§ Поставленная задача A
Как перевести на английский язык предложение из фрагмента о «Бесах»: «Пожалуй, одним из первых исследователей, кто заметил в „Бесах“ многоплановость, был Г.П. Макогоненко.»?

§ Фрагмент текста
М.О. Гершензон в анализе этого произведения сделал акцент не на природно-пейзажные зарисовки, а на судьбу поэта (исследователь включил в анализ автобиографические сведения о поэте: московские сплетни, приданое, мучительную мысль о деньгах, раздел Болдина, холеру). Таким образом, в работе Гершензона отразилась мысль о ведущей роли внутреннего конфликта лирического героя в стихотворении.

Пожалуй, одним из первых исследователей, кто заметил в "Бесах" многоплановость, был Г.П. Макогоненко. Его анализ был обращен к символу коня: "В этом образе движения через зимнюю морозную метель и выражалась вера Пушкина в народную Россию. Но оттого, что это была не вера, а не знание, - так смутно и тревожно на душе поэта" [41, с. 122].

§ Поставленная задача B
Можете перепечатать без изменений строки записей от строки, где есть «Can you box every concrete», до строки с «(158, 232), (354, 255)» включительно?

§ Предоставленные данные
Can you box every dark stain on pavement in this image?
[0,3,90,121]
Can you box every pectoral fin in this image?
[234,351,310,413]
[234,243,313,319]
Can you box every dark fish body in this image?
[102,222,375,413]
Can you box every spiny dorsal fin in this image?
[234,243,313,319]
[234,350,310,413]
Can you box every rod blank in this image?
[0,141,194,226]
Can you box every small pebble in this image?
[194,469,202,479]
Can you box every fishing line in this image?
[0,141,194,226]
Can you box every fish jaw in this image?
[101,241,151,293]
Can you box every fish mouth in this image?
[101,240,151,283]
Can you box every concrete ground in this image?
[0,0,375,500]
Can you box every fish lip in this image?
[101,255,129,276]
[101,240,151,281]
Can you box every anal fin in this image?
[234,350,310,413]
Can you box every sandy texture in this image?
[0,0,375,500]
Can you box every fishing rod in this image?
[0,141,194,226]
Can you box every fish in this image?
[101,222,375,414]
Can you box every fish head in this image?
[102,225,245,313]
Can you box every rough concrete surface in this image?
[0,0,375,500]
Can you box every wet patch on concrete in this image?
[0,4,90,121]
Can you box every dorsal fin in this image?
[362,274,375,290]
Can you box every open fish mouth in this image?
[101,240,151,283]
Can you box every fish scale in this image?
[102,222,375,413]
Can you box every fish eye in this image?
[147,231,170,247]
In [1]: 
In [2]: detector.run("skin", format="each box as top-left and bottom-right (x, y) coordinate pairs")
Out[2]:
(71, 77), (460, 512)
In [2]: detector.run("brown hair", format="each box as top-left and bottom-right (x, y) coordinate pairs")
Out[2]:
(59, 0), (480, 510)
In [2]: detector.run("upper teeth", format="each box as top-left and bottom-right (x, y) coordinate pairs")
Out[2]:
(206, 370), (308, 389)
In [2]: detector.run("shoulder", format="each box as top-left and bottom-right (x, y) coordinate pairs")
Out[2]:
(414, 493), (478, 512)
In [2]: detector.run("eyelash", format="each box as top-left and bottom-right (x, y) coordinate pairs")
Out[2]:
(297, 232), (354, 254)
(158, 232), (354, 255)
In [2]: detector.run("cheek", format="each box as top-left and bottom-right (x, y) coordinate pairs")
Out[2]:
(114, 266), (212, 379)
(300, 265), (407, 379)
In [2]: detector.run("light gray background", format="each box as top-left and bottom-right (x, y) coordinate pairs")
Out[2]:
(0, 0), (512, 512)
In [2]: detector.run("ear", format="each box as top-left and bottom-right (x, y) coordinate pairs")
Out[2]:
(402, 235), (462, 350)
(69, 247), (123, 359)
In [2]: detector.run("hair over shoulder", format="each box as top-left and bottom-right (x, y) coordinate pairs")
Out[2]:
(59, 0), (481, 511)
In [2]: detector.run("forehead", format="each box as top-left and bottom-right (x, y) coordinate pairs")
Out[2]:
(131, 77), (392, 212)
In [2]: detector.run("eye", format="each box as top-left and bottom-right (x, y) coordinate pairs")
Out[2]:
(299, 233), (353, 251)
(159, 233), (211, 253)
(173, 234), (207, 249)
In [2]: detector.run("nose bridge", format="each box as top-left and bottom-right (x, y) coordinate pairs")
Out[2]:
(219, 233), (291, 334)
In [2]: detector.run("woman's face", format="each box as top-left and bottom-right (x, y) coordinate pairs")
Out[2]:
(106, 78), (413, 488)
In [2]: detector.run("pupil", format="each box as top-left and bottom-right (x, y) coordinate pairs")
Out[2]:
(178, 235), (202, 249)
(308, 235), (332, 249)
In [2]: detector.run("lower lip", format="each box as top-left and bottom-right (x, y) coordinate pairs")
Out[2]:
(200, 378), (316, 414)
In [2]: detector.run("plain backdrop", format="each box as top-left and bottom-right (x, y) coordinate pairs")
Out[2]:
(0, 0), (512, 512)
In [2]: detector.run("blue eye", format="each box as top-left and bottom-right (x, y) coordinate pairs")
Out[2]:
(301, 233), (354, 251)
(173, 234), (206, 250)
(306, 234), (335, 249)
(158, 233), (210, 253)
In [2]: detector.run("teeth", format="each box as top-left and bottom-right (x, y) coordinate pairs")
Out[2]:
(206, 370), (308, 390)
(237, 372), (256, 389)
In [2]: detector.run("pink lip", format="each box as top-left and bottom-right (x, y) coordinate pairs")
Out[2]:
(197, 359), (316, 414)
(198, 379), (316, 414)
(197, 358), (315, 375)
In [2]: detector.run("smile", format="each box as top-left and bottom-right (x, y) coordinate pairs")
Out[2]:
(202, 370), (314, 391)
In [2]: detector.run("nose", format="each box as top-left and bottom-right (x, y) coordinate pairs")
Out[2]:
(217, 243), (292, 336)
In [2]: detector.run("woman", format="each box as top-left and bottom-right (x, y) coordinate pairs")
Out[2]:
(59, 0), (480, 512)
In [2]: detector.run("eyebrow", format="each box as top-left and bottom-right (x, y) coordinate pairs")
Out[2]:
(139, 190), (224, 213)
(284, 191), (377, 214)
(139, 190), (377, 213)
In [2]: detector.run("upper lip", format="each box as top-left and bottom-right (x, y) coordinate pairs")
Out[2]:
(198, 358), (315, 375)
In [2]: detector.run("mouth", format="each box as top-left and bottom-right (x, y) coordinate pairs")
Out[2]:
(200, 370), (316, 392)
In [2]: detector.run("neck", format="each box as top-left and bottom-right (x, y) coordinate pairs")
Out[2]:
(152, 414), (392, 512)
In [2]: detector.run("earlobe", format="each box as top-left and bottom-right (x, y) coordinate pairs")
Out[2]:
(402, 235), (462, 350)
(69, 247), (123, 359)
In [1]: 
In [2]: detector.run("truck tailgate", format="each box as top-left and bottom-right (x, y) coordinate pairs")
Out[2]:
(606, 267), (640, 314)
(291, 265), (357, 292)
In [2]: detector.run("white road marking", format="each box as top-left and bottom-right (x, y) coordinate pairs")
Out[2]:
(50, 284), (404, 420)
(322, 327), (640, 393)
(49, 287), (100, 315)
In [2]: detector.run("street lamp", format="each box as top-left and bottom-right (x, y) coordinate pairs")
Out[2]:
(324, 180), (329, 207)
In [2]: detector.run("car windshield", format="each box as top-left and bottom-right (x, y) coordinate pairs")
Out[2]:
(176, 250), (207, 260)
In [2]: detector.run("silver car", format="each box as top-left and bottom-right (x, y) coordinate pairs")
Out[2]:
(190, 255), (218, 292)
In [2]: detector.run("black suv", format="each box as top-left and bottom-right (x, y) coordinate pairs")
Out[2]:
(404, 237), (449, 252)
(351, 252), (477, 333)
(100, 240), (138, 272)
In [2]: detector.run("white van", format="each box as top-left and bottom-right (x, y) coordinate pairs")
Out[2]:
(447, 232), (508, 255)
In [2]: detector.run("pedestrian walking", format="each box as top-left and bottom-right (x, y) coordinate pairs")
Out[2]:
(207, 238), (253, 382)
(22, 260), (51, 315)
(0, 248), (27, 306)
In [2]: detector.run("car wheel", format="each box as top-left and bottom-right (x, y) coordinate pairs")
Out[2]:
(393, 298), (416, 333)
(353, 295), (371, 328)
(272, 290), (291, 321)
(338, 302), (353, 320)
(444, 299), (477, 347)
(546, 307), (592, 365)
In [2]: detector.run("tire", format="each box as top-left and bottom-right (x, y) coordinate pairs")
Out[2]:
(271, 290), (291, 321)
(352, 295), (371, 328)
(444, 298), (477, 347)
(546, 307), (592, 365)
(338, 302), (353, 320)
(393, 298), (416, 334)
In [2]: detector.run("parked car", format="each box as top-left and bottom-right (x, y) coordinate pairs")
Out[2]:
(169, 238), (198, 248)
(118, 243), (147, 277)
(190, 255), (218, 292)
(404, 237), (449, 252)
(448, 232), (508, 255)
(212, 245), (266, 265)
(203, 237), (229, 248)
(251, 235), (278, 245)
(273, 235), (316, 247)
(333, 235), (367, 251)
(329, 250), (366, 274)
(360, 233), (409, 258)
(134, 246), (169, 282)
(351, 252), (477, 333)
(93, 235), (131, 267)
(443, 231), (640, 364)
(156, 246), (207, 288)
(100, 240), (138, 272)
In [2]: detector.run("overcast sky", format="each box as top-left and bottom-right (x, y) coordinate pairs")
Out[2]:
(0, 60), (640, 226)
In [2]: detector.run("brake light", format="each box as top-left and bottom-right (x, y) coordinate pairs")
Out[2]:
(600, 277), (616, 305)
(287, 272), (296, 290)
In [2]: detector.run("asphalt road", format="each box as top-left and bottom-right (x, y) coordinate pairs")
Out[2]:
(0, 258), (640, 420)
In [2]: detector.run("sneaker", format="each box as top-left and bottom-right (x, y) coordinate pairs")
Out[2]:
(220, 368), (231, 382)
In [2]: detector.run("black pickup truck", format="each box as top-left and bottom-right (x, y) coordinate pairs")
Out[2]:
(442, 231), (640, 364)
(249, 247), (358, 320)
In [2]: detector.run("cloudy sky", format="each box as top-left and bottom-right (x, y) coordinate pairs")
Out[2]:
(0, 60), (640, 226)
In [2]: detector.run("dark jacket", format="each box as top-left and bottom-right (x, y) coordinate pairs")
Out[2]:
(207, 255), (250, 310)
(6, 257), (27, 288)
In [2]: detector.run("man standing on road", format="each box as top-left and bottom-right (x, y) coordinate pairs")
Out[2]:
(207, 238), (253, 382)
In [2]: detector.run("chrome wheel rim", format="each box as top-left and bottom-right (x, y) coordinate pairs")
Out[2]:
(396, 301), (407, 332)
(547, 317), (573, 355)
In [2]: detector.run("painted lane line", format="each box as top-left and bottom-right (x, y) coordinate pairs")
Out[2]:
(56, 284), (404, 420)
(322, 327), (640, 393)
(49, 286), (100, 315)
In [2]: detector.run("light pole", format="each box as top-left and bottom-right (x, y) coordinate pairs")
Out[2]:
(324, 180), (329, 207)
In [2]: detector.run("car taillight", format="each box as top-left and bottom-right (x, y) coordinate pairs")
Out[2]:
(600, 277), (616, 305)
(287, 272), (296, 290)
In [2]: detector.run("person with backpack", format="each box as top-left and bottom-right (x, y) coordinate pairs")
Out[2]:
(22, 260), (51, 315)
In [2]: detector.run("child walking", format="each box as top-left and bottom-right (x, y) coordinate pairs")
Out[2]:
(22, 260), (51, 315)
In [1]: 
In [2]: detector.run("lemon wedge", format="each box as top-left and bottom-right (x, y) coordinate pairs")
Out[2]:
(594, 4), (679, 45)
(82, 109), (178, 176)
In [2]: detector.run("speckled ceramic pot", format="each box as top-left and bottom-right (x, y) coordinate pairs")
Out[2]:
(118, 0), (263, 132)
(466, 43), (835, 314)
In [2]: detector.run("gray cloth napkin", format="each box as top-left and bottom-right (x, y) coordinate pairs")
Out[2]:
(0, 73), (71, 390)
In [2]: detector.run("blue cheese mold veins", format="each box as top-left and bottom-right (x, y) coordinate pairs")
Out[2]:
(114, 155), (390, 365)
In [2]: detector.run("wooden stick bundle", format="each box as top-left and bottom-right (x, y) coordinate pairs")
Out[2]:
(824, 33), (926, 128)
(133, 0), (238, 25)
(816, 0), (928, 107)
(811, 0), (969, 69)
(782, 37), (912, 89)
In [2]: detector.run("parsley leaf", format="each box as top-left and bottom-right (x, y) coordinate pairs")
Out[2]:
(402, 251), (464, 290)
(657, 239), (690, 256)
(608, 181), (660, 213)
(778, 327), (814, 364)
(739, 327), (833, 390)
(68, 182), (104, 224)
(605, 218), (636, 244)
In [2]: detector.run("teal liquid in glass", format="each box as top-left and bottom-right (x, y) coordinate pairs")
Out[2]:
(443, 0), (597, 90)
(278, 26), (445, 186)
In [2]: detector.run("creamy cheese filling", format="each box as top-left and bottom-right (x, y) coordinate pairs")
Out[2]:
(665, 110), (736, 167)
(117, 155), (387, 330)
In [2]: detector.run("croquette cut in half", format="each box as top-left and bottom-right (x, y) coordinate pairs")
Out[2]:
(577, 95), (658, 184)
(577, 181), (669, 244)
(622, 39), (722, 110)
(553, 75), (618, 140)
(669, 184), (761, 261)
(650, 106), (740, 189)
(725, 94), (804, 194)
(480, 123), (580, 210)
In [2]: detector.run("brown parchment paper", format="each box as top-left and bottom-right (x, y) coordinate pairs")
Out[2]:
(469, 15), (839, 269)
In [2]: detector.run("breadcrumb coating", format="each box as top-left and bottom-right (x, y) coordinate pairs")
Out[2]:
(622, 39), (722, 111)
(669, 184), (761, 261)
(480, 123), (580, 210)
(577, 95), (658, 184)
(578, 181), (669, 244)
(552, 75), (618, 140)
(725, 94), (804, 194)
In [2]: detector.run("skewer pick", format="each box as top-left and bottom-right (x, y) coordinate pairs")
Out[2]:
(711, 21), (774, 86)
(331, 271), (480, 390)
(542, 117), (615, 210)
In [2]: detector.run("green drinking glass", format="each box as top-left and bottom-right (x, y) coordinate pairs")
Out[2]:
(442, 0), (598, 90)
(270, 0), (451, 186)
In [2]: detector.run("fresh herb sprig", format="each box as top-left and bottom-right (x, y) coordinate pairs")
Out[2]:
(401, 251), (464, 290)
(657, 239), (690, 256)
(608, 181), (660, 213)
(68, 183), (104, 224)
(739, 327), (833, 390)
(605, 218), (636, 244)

§ Ожидаемый ответ A
Perhaps one of the first scholars to notice the multilayered nature of "Demons" was G.P. Makogonenko.

§ Ожидаемый ответ B
Can you box every concrete ground in this image?
[0,0,375,500]
Can you box every fish lip in this image?
[101,255,129,276]
[101,240,151,281]
Can you box every anal fin in this image?
[234,350,310,413]
Can you box every sandy texture in this image?
[0,0,375,500]
Can you box every fishing rod in this image?
[0,141,194,226]
Can you box every fish in this image?
[101,222,375,414]
Can you box every fish head in this image?
[102,225,245,313]
Can you box every rough concrete surface in this image?
[0,0,375,500]
Can you box every wet patch on concrete in this image?
[0,4,90,121]
Can you box every dorsal fin in this image?
[362,274,375,290]
Can you box every open fish mouth in this image?
[101,240,151,283]
Can you box every fish scale in this image?
[102,222,375,413]
Can you box every fish eye in this image?
[147,231,170,247]
In [1]: 
In [2]: detector.run("skin", format="each box as top-left and bottom-right (x, y) coordinate pairs")
Out[2]:
(71, 77), (460, 512)
In [2]: detector.run("brown hair", format="each box as top-left and bottom-right (x, y) coordinate pairs")
Out[2]:
(59, 0), (480, 510)
In [2]: detector.run("upper teeth", format="each box as top-left and bottom-right (x, y) coordinate pairs")
Out[2]:
(206, 370), (308, 389)
In [2]: detector.run("shoulder", format="each box as top-left and bottom-right (x, y) coordinate pairs")
Out[2]:
(414, 493), (478, 512)
In [2]: detector.run("eyelash", format="each box as top-left and bottom-right (x, y) coordinate pairs")
Out[2]:
(297, 232), (354, 254)
(158, 232), (354, 255)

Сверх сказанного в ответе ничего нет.